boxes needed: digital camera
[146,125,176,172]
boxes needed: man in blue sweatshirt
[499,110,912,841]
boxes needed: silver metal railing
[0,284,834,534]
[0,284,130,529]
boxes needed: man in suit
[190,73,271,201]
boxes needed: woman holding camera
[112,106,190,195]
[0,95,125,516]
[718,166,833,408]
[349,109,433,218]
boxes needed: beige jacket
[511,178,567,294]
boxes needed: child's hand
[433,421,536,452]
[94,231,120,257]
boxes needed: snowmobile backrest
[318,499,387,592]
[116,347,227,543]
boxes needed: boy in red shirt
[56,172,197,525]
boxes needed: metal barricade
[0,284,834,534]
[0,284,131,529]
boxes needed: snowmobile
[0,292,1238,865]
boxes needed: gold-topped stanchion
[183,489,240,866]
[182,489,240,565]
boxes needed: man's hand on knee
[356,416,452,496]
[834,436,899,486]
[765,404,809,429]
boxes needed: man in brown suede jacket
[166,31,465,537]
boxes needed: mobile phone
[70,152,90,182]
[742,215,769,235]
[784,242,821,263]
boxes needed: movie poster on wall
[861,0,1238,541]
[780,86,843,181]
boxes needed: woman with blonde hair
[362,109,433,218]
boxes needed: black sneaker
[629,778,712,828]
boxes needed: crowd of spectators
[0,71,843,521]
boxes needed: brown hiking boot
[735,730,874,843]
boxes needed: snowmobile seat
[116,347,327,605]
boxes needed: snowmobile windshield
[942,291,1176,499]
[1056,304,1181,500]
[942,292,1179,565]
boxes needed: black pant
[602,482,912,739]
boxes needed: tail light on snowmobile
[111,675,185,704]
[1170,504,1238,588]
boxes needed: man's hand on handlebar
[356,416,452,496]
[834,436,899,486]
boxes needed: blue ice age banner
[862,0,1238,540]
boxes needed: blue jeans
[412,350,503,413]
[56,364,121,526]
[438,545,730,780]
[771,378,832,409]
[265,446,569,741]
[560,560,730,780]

——

_GOAL_.
Write out every line of the records above as a JSON list of strings, one string per line, leaving out blank lines.

_REPLY_.
[
  "boxes needed: digital camera",
  "[146,125,176,172]",
  "boxes needed: man in blue sweatshirt",
  "[499,110,912,841]",
  "boxes needed: silver metal railing",
  "[0,284,834,534]",
  "[0,284,130,529]",
  "boxes needed: man in suit",
  "[190,73,271,201]",
  "boxes needed: woman holding camera",
  "[112,106,190,195]",
  "[0,95,125,516]",
  "[718,166,833,408]",
  "[349,109,433,218]",
  "boxes needed: beige jacket",
  "[511,178,567,294]",
  "boxes needed: child's hand",
  "[433,421,536,452]",
  "[94,231,120,257]",
  "boxes needed: snowmobile backrest",
  "[318,499,387,592]",
  "[116,347,227,543]",
  "boxes needed: boy in red shirt",
  "[56,172,197,525]",
  "boxes needed: metal barricade",
  "[0,284,834,534]",
  "[0,284,131,529]",
  "boxes needed: snowmobile",
  "[0,292,1238,865]",
  "boxes needed: gold-topped stanchion",
  "[183,489,240,866]",
  "[182,489,240,565]",
  "boxes needed: man's hand on knee",
  "[356,416,452,496]",
  "[834,436,899,486]",
  "[765,404,809,429]",
  "boxes needed: man in brown suede jacket",
  "[166,31,465,537]",
  "boxes needed: mobile phone",
  "[70,152,90,182]",
  "[742,215,769,235]",
  "[784,242,821,263]",
  "boxes needed: movie poster on wall",
  "[861,0,1238,541]",
  "[780,86,843,181]",
  "boxes needed: woman with blonde hair",
  "[362,109,433,218]",
  "boxes needed: black sneaker",
  "[629,778,712,828]",
  "boxes needed: crowd of spectators",
  "[0,71,843,521]",
  "boxes needed: brown hiking boot",
  "[735,730,874,843]",
  "boxes needed: snowmobile seat",
  "[116,347,327,605]",
  "boxes needed: snowmobile windshield",
  "[942,291,1176,499]",
  "[1056,304,1181,500]",
  "[942,292,1179,565]",
  "boxes needed: black pant",
  "[602,482,912,739]",
  "boxes needed: tail light on snowmobile",
  "[111,675,185,704]",
  "[1170,504,1238,588]",
  "boxes needed: man's hand on handlebar",
  "[356,416,452,496]",
  "[834,436,899,486]",
  "boxes needed: blue ice age banner",
  "[862,0,1238,540]",
  "boxes needed: blue jeans",
  "[412,350,503,413]",
  "[56,364,121,526]",
  "[438,545,730,780]",
  "[771,378,832,409]",
  "[265,446,569,741]",
  "[560,560,730,780]"
]